# Start of Excerpt
You are overwriting the value of lst. You use it as both a parameter to a function (in which case it is a list of strings) and as the list of words in the file (in which case it's a list of list of strings). When you do:
if lst[i][j] in lst
The comparison always returns False because lst[i][j] is a str, but lst contains only lists of strings, not strings themselves. This means that the assignment to the dic is never executed and you get an empty dict as result.
To avoid this you should use a different name for the list in which you store the words, for example:
In [4]: !echo 'a b c\nd e f' > test.txt
In [5]: def index(filename, lst):
...: infile = open(filename, 'r')
...: lines = infile.readlines()
...: words = []
...: dic = {}
...: for line in lines:
...: line_words = line.split()
...: words.append(line_words)
...: for i in range(len(words)):
...: for j in range(len(words[i])):
...: if words[i][j] in lst:
...: dic[words[i][j]] = i
...: return dic
...:
In [6]: index('test.txt', ['a', 'b', 'c'])
Out[6]: {'a': 0, 'c': 0, 'b': 0}
There are also a lot of things you can change.
When you want to iterate a list you don't have to explicitly use indexes. If you need the index you can use enumerate:
for i, line_words in enumerate(words):
for word in line_words:
if word in lst: dict[word] = i
You can also iterate directly on a file (refer to Reading and Writing Files section of the python tutorial for a bit more information):
# use the with statement to make sure that the file gets closed
with open('test.txt') as infile:
for i, line in enumerate(infile):
print('Line {}: {}'.format(i, line))
In fact I don't see why would you first build that words list of list. Just itertate on the file directly while building the dictionary:
def index(filename, lst):
with open(filename, 'r') as infile:
dic = {}
for i, line in enumerate(infile):
for word in line.split():
if word in lst:
dic[word] = i
return dic
Your dic values should be lists, since more than one line can contain the same word. As it stands your dic would only store the last line where a word is found:
from collections import defaultdict
def index(filename, words):
# make faster the in check afterwards
words = frozenset(words)
with open(filename) as infile:
dic = defaultdict(list)
for i, line in enumerate(infile):
for word in line.split():
if word in words:
dic[word].append(i)
return dic
If you don't want to use the collections.defaultdict you can replace dic = defaultdict(list) with dic = {} and then change the:
dic[word].append(i)
With:
if word in dic:
dic[word] = [i]
else:
dic[word].append(i)
Or, alternatively, you can use dict.setdefault:
dic.setdefault(word, []).append(i)
although this last way is a bit slower than the original code.
# End of Excerpt
Challenge:
Rewrite the answer from "You are overwriting" to "lines = infile.readlines()", renaming "lst" to "word_list" throughout that stretch.
# Start of Collected data
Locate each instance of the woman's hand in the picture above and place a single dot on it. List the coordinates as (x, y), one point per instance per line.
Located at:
# End of Collected data
Completed exercise:
You are overwriting the value of word_list. You use it as both a parameter to a function (in which case it is a list of strings) and as the list of words in the file (in which case it's a list of list of strings). When you do:
if word_list[i][j] in word_list
The comparison always returns False because word_list[i][j] is a str, but word_list contains only lists of strings, not strings themselves. This means that the assignment to the dic is never executed and you get an empty dict as result.
To avoid this you should use a different name for the list in which you store the words, for example:
In [4]: !echo 'a b c\nd e f' > test.txt
In [5]: def index(filename, word_list):
...: infile = open(filename, 'r')
...: lines = infile.readlines()